§ **What the task asks**: Exactly the lines from the one with "Target: wooden plank" through the end of the material are to be output, both included, with no other text.

[Material for the task Boundary: Start]

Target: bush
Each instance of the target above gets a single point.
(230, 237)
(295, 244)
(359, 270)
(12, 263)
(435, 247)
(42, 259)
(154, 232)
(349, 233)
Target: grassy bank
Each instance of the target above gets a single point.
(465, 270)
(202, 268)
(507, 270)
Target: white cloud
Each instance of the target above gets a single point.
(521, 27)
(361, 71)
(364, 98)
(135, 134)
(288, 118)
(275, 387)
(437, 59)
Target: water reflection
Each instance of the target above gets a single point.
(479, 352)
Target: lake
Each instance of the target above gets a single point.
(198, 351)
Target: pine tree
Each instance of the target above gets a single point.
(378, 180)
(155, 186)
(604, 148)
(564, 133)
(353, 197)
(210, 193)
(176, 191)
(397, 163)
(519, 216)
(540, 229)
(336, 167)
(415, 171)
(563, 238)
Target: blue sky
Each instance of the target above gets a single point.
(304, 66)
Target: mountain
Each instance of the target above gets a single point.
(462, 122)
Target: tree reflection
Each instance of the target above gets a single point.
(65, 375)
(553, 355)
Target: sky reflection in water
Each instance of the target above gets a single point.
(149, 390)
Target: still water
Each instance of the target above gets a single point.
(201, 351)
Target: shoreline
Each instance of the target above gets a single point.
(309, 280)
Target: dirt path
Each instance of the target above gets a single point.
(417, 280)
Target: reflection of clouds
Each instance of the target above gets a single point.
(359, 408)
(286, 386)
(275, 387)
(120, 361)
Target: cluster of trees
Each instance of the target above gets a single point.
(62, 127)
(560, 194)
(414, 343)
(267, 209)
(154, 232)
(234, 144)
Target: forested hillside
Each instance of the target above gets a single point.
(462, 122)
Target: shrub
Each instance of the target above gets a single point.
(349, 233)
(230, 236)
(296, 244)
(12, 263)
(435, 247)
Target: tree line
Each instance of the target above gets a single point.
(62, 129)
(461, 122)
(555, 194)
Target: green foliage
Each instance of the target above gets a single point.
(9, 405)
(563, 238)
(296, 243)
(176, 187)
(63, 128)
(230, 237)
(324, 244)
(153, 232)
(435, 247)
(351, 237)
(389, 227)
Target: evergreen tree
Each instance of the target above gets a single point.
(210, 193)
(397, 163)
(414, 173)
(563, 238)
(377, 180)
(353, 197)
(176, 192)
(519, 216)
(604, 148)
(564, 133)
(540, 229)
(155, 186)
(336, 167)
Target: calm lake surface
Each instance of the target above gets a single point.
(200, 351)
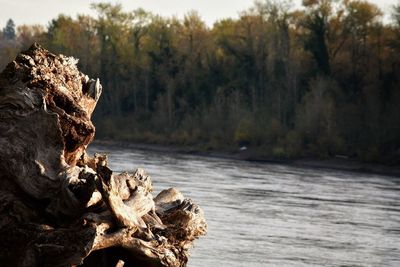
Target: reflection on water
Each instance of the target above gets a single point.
(277, 215)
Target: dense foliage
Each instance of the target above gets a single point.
(322, 80)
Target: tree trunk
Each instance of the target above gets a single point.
(60, 207)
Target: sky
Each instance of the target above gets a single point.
(42, 11)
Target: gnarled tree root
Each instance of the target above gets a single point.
(60, 207)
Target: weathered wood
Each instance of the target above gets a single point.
(61, 207)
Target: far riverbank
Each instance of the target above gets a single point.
(334, 163)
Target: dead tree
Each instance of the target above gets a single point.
(61, 207)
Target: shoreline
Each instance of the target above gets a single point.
(350, 165)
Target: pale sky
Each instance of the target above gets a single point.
(42, 11)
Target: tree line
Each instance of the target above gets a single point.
(320, 80)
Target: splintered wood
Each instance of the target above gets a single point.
(61, 207)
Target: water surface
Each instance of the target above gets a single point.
(276, 215)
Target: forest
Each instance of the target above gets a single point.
(321, 80)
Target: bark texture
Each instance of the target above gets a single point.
(61, 207)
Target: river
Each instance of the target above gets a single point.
(262, 214)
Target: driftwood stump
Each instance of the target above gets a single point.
(60, 207)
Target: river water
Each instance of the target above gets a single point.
(262, 214)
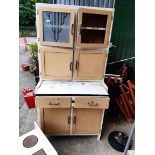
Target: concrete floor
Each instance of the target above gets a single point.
(68, 145)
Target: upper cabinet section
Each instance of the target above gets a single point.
(56, 25)
(94, 26)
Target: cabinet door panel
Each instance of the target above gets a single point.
(87, 121)
(93, 28)
(56, 63)
(56, 25)
(89, 65)
(56, 121)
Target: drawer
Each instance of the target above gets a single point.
(52, 102)
(95, 103)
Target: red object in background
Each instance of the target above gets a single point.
(29, 97)
(27, 90)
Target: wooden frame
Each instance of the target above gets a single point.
(73, 117)
(61, 9)
(58, 67)
(84, 67)
(107, 31)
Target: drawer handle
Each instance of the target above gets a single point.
(50, 103)
(71, 66)
(92, 104)
(74, 119)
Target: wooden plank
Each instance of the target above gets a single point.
(118, 101)
(88, 121)
(126, 107)
(131, 91)
(127, 100)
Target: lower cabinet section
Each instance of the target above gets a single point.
(87, 121)
(81, 116)
(56, 121)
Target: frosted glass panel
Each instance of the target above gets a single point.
(56, 27)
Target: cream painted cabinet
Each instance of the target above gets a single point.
(89, 64)
(56, 25)
(71, 115)
(56, 121)
(56, 63)
(94, 26)
(87, 121)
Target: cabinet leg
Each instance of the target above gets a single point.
(99, 137)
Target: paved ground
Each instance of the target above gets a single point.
(67, 145)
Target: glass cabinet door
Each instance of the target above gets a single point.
(89, 65)
(56, 26)
(93, 28)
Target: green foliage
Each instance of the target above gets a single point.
(33, 50)
(27, 15)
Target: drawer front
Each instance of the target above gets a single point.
(52, 102)
(93, 103)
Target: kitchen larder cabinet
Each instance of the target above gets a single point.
(89, 64)
(94, 27)
(56, 25)
(56, 63)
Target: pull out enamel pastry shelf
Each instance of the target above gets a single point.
(71, 108)
(71, 88)
(94, 27)
(55, 24)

[Material for the task Boundary: End]

§ **Task result**:
Target: wooden plank
Each instance of the target above gets a single point.
(118, 101)
(88, 121)
(126, 107)
(131, 91)
(127, 100)
Target: lower cabinet section
Each instance of the target above gets a single point.
(87, 121)
(81, 116)
(56, 121)
Target: frosted glass panel
Each instance of the target above gets a single point.
(56, 27)
Target: cream painted cabinet
Each instance of the target above gets a single point.
(89, 64)
(56, 25)
(71, 115)
(56, 121)
(56, 63)
(94, 26)
(87, 121)
Target: cabinet leg
Each instance of the target above gets a single point.
(99, 137)
Target: paved ground
Each instance of the target above gets a single point.
(67, 145)
Target: glass cabinet door
Each instance of the target above gets a single point.
(89, 65)
(56, 26)
(93, 28)
Target: green foliage
Each instance of the target above gets a single point.
(33, 50)
(27, 15)
Target: drawer front
Each instance of the target above gets a single point.
(52, 102)
(93, 103)
Target: kitchen larder cabinet
Each instance of the target above gets a single point.
(89, 64)
(94, 27)
(56, 25)
(56, 63)
Target: pull out enamel pastry shelf
Each instance of the target above gets a single point.
(71, 108)
(71, 88)
(94, 27)
(55, 24)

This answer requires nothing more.